THE EXERCISE:
Copy out the rows below word for word, starting at the line that contains "of the ground" and ending at the line that contains "pixel 581 135". Include both of those lines.

DATASET ENTRIES:
--- Begin ---

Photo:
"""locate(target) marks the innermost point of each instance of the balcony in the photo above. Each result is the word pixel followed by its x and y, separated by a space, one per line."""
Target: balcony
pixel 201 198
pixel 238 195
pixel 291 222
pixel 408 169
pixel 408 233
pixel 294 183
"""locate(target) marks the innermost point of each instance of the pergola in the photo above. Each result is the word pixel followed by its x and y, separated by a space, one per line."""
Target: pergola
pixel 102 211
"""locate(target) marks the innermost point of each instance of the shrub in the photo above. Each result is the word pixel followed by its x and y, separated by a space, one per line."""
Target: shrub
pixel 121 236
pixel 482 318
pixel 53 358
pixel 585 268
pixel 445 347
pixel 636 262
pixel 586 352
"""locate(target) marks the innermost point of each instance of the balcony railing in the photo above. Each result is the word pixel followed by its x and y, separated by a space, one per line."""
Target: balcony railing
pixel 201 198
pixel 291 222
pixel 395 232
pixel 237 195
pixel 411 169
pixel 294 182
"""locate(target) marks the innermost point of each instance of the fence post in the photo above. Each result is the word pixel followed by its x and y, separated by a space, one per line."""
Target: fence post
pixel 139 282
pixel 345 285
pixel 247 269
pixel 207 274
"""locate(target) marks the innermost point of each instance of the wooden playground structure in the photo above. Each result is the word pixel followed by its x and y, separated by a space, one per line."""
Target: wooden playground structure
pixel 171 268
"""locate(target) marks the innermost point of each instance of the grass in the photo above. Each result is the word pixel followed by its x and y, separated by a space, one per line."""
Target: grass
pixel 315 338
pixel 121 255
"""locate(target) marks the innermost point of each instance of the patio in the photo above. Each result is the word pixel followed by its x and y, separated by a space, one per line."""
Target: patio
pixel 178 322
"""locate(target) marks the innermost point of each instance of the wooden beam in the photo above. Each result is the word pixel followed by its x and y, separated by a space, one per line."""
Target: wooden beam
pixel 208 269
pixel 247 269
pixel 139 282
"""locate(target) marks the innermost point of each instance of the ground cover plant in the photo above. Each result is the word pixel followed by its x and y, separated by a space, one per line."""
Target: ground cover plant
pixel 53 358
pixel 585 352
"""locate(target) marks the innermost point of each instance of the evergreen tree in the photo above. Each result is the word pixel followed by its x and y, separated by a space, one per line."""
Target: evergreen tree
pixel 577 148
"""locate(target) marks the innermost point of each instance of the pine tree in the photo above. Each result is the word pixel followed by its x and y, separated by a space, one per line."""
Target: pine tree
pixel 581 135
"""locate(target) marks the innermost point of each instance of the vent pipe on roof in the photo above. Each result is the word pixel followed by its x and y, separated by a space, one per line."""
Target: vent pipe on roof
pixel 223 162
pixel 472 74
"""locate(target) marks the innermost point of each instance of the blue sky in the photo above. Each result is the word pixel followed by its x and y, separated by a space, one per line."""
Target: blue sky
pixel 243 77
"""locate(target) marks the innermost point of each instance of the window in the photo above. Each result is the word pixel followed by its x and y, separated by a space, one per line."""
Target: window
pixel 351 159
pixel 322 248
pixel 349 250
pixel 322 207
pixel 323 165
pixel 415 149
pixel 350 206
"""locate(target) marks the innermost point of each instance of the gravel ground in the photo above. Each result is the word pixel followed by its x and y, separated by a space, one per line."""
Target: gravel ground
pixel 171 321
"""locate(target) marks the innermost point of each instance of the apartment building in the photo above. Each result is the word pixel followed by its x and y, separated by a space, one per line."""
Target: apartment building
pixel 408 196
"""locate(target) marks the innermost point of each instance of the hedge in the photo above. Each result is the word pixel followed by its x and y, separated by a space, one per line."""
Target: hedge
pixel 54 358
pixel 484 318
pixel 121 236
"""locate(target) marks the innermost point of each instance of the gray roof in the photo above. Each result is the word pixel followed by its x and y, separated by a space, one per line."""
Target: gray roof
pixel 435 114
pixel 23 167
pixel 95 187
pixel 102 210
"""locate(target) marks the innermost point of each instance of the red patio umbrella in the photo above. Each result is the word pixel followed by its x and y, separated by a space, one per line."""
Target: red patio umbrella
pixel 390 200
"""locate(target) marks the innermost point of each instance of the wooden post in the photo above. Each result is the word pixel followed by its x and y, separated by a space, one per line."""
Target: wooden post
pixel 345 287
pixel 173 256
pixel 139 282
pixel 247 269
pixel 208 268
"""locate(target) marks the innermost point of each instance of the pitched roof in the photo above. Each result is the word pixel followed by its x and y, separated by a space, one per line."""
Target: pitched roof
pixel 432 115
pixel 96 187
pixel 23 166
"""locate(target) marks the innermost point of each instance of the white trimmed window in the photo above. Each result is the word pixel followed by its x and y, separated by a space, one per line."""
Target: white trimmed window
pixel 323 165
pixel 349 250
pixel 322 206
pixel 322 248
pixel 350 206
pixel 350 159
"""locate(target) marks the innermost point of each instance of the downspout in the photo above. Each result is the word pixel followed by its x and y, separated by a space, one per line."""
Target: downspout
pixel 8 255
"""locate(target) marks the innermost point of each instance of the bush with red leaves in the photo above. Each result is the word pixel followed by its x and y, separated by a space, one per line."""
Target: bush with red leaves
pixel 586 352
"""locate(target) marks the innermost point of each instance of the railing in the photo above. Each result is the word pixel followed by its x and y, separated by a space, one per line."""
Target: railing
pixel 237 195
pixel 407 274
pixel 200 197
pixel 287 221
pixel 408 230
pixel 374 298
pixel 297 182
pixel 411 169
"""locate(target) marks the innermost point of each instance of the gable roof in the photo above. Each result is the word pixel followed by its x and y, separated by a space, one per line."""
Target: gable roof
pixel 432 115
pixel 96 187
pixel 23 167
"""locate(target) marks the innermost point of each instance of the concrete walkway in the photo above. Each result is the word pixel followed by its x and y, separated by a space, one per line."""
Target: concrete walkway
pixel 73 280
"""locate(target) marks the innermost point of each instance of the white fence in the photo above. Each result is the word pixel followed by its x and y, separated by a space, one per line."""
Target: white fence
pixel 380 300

--- End ---

WRITTEN ANSWER:
"""locate(target) marks the innermost point of each instance of the ground cover plant in the photo above. Each result is the word pixel followed by its x and y, separated by a space, one per line."""
Target: ground cover plant
pixel 53 358
pixel 585 352
"""locate(target) marks the innermost point of each instance of the evergreen tree in the photo above. Each result is the word pixel followed by its x and y, separated by a space, one per line."""
Target: evergreen tree
pixel 577 148
"""locate(target) marks the innermost point of each instance of the pine tree in the photo above. Each result is the word pixel followed by its x and y, separated by a space, one per line."""
Target: pine tree
pixel 581 135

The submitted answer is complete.